Dataset:
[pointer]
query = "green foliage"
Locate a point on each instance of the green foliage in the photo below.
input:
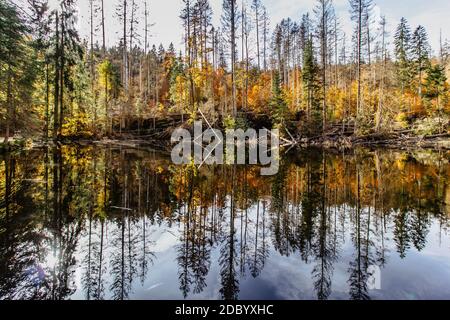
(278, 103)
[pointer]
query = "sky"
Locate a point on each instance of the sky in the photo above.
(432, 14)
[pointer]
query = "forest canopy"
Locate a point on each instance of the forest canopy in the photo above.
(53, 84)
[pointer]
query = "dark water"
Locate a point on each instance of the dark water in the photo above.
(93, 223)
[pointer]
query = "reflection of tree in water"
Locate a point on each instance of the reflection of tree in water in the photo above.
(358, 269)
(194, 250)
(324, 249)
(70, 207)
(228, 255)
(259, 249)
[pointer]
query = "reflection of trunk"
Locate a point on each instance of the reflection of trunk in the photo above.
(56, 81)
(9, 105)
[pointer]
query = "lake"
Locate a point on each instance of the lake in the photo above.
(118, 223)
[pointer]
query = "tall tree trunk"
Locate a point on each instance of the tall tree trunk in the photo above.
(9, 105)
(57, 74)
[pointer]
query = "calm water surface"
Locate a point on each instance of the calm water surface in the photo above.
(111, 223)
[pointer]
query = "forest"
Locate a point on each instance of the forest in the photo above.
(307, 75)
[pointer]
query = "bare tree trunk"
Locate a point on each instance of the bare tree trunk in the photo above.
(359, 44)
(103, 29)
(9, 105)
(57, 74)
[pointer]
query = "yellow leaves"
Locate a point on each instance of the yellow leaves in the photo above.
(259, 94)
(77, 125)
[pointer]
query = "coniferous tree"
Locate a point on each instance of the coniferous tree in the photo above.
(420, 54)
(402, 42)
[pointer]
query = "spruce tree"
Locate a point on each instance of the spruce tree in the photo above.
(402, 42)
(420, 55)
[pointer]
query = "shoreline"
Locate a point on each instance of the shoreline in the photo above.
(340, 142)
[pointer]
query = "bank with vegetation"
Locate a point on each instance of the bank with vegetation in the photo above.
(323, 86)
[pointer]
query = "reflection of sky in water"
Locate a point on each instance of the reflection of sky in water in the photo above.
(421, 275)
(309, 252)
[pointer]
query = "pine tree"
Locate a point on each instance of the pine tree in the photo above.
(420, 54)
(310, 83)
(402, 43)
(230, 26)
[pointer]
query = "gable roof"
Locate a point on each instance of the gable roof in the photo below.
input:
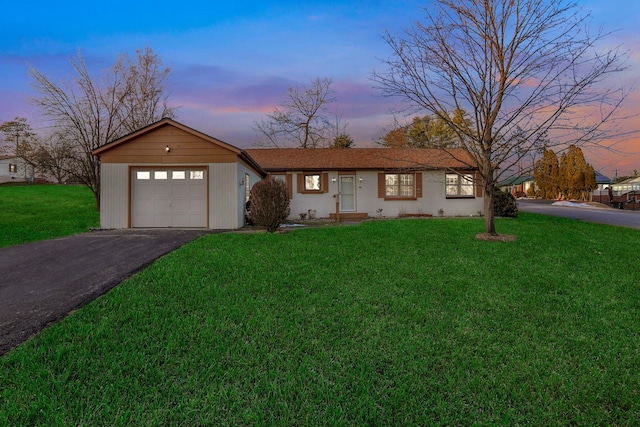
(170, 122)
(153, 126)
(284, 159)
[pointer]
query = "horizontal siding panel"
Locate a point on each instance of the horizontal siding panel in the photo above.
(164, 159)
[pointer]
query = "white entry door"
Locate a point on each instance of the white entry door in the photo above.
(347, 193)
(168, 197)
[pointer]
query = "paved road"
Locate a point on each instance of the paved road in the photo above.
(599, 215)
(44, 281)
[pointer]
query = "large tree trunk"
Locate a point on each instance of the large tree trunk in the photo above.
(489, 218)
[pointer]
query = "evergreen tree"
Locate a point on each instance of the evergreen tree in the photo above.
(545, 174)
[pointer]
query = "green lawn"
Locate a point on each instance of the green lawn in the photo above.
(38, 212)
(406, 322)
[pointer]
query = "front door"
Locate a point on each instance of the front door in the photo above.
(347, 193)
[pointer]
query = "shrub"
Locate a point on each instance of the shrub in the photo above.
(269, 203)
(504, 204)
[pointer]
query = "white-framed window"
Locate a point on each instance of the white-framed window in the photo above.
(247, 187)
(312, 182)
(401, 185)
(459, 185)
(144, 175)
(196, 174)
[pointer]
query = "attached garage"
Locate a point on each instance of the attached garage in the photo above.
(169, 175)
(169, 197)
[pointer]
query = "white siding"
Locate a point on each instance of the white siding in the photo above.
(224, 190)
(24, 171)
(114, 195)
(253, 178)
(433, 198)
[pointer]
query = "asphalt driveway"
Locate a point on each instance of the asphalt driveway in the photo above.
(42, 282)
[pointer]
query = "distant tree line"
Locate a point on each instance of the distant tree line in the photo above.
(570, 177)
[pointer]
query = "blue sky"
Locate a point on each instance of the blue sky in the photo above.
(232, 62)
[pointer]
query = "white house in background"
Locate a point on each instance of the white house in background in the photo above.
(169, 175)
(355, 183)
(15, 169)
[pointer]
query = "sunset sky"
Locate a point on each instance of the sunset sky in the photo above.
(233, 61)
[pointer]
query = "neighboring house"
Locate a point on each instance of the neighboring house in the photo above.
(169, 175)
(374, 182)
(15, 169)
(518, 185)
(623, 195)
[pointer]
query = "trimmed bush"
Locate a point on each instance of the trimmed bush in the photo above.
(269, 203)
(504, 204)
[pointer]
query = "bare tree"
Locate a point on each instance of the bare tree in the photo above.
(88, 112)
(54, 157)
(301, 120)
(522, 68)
---
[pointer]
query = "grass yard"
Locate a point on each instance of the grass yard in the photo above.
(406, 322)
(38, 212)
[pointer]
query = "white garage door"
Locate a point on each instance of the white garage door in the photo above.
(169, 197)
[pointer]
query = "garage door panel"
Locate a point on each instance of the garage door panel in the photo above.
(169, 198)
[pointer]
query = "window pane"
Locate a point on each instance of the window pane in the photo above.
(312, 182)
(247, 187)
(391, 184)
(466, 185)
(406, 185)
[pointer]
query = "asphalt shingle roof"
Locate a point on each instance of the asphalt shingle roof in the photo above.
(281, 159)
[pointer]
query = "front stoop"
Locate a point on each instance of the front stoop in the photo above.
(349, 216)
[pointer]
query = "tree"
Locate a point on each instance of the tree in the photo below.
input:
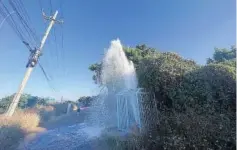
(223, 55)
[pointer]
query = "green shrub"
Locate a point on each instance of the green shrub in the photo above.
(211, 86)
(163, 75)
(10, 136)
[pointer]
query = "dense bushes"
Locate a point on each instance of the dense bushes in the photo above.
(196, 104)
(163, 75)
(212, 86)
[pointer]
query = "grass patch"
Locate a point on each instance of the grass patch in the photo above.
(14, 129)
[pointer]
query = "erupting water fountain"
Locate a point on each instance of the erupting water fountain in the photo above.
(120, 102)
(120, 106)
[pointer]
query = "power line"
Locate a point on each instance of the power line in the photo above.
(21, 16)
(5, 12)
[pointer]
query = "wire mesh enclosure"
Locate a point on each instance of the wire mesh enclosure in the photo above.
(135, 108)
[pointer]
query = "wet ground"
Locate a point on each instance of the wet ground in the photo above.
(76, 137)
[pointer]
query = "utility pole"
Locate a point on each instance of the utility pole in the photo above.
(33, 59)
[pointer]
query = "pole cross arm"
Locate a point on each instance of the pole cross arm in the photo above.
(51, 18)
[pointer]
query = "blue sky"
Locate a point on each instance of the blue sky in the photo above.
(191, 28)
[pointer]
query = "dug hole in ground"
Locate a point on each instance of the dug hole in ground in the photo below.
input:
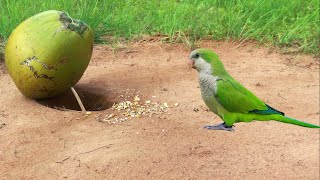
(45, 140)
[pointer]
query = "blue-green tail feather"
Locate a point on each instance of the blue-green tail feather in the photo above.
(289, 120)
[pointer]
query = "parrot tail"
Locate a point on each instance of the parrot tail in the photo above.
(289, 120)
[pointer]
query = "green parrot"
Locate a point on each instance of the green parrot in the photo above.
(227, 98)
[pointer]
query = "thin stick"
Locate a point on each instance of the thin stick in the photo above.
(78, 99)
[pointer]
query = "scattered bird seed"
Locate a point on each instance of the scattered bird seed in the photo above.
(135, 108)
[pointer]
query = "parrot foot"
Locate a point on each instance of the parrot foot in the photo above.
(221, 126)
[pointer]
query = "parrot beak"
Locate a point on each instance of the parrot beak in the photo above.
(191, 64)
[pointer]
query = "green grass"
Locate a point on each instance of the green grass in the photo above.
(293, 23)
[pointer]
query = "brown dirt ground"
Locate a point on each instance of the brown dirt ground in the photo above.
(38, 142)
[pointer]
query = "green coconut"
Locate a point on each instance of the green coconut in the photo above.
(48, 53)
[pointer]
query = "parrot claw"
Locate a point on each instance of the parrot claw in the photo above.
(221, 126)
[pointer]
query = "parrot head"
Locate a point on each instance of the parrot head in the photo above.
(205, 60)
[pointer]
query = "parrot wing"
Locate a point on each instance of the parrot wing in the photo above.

Task to carry out: List each line of the items above that contains the string "seed", copying every such line in full. Treat uppercase and lowercase letters as different.

Answer to the problem:
query = "scattered bird seed"
Locate a point on each instance of the scattered bird seed in the photo above.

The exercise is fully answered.